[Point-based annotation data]
● ● ●

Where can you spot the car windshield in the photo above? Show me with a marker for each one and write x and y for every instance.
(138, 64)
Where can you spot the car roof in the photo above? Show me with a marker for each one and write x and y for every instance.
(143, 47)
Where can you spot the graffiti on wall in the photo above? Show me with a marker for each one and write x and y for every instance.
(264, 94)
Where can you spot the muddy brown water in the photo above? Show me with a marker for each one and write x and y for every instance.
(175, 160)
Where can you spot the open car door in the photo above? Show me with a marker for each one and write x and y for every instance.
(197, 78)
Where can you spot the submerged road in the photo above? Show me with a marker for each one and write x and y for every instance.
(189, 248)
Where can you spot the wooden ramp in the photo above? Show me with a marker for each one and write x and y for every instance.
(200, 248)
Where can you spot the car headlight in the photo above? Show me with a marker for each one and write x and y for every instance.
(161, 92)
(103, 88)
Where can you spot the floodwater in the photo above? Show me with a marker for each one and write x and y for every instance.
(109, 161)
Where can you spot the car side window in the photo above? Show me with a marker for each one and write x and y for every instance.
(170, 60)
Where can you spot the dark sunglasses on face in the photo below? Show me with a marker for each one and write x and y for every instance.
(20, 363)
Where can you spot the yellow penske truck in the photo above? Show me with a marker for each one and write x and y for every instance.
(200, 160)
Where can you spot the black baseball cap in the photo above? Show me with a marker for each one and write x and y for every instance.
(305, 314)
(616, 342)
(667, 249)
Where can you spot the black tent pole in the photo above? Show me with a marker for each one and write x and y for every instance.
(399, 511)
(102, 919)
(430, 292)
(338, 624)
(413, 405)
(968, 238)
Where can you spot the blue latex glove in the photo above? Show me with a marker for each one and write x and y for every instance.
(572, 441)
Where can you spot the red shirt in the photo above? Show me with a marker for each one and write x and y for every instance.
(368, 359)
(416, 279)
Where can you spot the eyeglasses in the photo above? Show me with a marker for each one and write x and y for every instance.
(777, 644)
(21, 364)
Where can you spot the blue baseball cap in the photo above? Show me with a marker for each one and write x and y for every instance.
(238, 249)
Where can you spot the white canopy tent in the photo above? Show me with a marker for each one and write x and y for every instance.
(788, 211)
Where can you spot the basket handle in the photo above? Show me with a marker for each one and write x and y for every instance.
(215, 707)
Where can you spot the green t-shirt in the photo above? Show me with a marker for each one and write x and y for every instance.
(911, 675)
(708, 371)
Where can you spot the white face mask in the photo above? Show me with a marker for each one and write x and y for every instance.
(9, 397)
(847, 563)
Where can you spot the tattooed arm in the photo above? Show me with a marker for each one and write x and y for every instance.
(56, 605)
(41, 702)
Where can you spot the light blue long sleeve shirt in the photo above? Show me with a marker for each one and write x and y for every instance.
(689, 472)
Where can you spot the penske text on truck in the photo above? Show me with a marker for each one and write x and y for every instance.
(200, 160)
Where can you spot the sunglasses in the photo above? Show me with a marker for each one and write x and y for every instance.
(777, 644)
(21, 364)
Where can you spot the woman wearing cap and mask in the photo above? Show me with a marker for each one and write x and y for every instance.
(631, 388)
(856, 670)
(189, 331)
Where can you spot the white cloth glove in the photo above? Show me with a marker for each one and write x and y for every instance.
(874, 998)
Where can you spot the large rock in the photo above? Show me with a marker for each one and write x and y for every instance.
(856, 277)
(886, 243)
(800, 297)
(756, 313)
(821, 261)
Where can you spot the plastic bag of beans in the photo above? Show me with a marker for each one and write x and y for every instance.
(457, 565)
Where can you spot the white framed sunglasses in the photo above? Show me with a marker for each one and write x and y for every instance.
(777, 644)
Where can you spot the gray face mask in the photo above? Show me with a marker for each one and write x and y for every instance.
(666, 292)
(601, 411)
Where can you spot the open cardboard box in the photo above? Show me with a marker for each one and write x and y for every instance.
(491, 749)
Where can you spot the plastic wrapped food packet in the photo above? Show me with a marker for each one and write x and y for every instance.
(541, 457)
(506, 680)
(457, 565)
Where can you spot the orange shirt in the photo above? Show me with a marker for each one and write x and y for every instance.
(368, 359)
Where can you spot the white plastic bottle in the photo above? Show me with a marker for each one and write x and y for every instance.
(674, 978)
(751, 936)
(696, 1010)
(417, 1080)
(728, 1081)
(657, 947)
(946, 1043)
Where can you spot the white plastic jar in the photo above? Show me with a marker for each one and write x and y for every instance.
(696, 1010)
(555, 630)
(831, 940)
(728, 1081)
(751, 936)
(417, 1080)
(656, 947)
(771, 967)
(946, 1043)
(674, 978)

● ● ●

__Given problem__
Render the records above as a Markdown table with the columns Row and Line. Put each nonblank line in its own row, numbered in order.

__Complete answer__
| Row | Line |
|---|---|
| 1 | Where can you spot the car windshield in the photo above? Show me with a marker for each one and write x and y for every instance. |
| 2 | (138, 64) |
| 3 | Where can you spot the car roof in the photo above? Show me with a marker for each one and write x and y for every instance. |
| 4 | (143, 47) |
| 5 | Where can you spot the graffiti on wall in the photo above? Show me with a marker for each one and write x and y for every instance. |
| 6 | (264, 94) |
| 7 | Where can you spot the muddy brown water in the photo above? Show me with a marker for each one and write x and y for every instance. |
| 8 | (175, 160) |
| 9 | Where can you spot the open car door in the photo above? Show me with a marker for each one and write x and y for every instance. |
| 10 | (197, 78) |
| 11 | Where can you spot the submerged road in the photo above? Show me with a marker for each one and write x and y for every instance. |
| 12 | (189, 248) |
| 13 | Where can you spot the wooden ramp in the photo above? Show me with a marker for each one and write x and y for every instance. |
| 14 | (200, 248) |
| 15 | Where can you spot the car headlight in the photo above? Show me with a marker for each one and write x and y for every instance. |
| 16 | (161, 92) |
| 17 | (103, 88) |
| 18 | Where can you spot the floodwater in the photo above? Show me with a marker for each one and write x and y for every instance. |
| 19 | (109, 161) |
| 20 | Where can you spot the car side window in the photo above? Show me with a marker for each one and write x and y for every instance. |
| 21 | (170, 60) |
| 22 | Where can you spot the dark sunglasses on face in the photo below? Show me with a marker for each one and write x and y for every instance. |
| 23 | (20, 363) |
| 24 | Where can you spot the yellow penske truck in the photo above? Show me with a marker for each one and write x and y for every instance. |
| 25 | (200, 160) |
| 26 | Where can you spot the black baseball cap in the photo above? Show me with a marker for each one and write x and y for every instance. |
| 27 | (305, 314) |
| 28 | (616, 342) |
| 29 | (667, 249) |
| 30 | Where can you spot the black tent pole in the photo above? Show me with a marker for each one and write x and y for every instance. |
| 31 | (399, 511) |
| 32 | (102, 919) |
| 33 | (430, 292) |
| 34 | (338, 624) |
| 35 | (413, 405) |
| 36 | (968, 238) |
| 37 | Where can you spot the blue latex glove in the photo above? Show me with a marker for each one and write x and y for every instance. |
| 38 | (572, 441) |
| 39 | Where can you spot the red shirt in the photo above? Show me with a marker for each one and write x and y for every instance. |
| 40 | (368, 359) |
| 41 | (416, 279) |
| 42 | Where can you spot the eyeglasses in the photo above? Show me with a marker for each one and write x and y for every instance. |
| 43 | (777, 644) |
| 44 | (21, 364) |
| 45 | Where can you spot the blue baseball cap in the photo above? Show me with a marker for each one and write x and y for every instance. |
| 46 | (238, 249) |
| 47 | Where can you spot the white canopy tent in the photo above? Show me with a marker for each one and write x and y for every instance. |
| 48 | (788, 211) |
| 49 | Where can you spot the basket handle in the photo above? Show me with a marker for each one and write x and y for every instance. |
| 50 | (215, 707) |
| 51 | Where can you spot the green t-shirt in the photo above? Show me with a marker for each one and write x and y for every instance. |
| 52 | (911, 675) |
| 53 | (708, 371) |
| 54 | Where can you spot the white face mask in the photo above? Show me with a marker for each one and write x and y for every instance. |
| 55 | (9, 397) |
| 56 | (847, 563) |
| 57 | Where can you spot the tattooed arm in the photo above? Show me with a marker for each one and write x and y for every instance. |
| 58 | (56, 605) |
| 59 | (41, 702) |
| 60 | Where can you spot the light blue long sleeve shirt in the photo above? Show me with a marker for each one and write x and y for every instance. |
| 61 | (689, 472) |
| 62 | Where can you spot the penske text on truck in the photo above? Show me with a marker for each one and write x and y for every instance. |
| 63 | (200, 160) |
| 64 | Where can you spot the sunglasses in the photo above? Show me with a marker for each one and write x and y for every instance. |
| 65 | (777, 644) |
| 66 | (21, 364) |
| 67 | Where can you spot the woman wearing cap and mask in the photo above? Show me with a marker for each one and write x and y for every instance. |
| 68 | (631, 388) |
| 69 | (856, 670) |
| 70 | (189, 331) |
| 71 | Where can you spot the white cloth glove in the photo above? Show me with a marker for each one and write x and y for every instance. |
| 72 | (874, 998) |
| 73 | Where can you spot the large rock in the photo above? Show me with a marker for each one and write x and y for every instance. |
| 74 | (856, 277) |
| 75 | (886, 243) |
| 76 | (800, 297) |
| 77 | (756, 313) |
| 78 | (821, 261) |
| 79 | Where can you spot the plastic bag of beans in the photo above? Show me with a marker for each one and write x and y for every instance. |
| 80 | (457, 565) |
| 81 | Where can you spot the white framed sunglasses in the photo above? Show me with a marker for each one and write x and y for every instance. |
| 82 | (777, 644) |
| 83 | Where can you spot the gray face mask in the photo above? Show me with a marker for each one and write x and y for every instance. |
| 84 | (666, 292) |
| 85 | (601, 411) |
| 86 | Where can you spot the open cardboard box in the photo above? Show me with a marker for each one and write x and y for every instance. |
| 87 | (491, 749) |
| 88 | Where can you spot the plastic wrapped food packet in the photo above? Show me with a marker for each one and write x and y for every instance. |
| 89 | (541, 457) |
| 90 | (506, 680) |
| 91 | (457, 565) |
| 92 | Where can you spot the orange shirt in the photo above? Show me with a marker for each one and write x and y for every instance. |
| 93 | (368, 359) |
| 94 | Where can you spot the white plastic bottle in the photo above? Show me with a marker for each one and write x and y for every instance. |
| 95 | (674, 978) |
| 96 | (751, 936) |
| 97 | (696, 1010) |
| 98 | (417, 1080) |
| 99 | (728, 1081) |
| 100 | (657, 947) |
| 101 | (946, 1043) |
| 102 | Where can you spot the white plastic jar in the photo above? Show me with a marker for each one and write x and y for every instance. |
| 103 | (696, 1010) |
| 104 | (555, 630) |
| 105 | (831, 940) |
| 106 | (728, 1081) |
| 107 | (751, 936) |
| 108 | (417, 1080) |
| 109 | (656, 947) |
| 110 | (771, 967) |
| 111 | (946, 1043) |
| 112 | (674, 978) |